Task objective: Locate each line of the material below that contains the string "barn" and copy it out in full. Treat uppercase and lowercase letters as distinct when matching.
— START OF Data for this exercise —
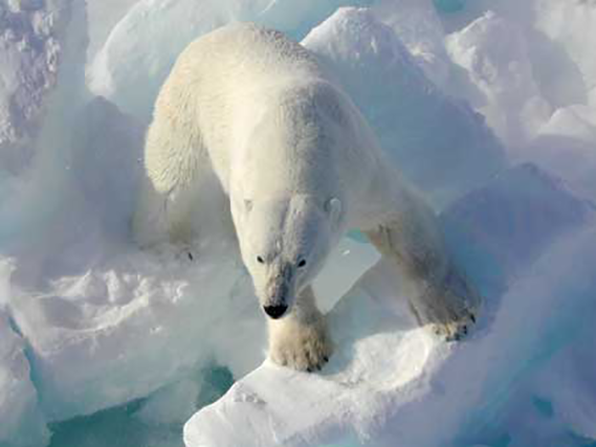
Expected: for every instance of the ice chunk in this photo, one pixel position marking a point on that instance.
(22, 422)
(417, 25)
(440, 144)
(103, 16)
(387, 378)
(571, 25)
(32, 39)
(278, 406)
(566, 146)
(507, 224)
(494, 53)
— END OF Data for this exercise —
— START OF Data for this exercise —
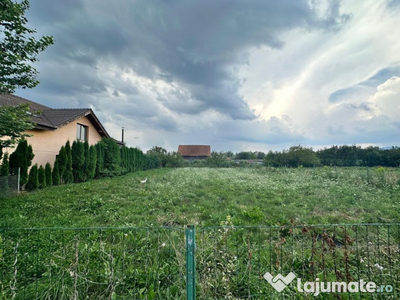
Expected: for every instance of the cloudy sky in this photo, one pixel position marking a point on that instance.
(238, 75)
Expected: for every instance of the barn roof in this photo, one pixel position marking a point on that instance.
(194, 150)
— END OF Data for this exercise —
Output for this exercise:
Expected: for every instance of the barn roof in this photo, one pixel position marking a point on that instance.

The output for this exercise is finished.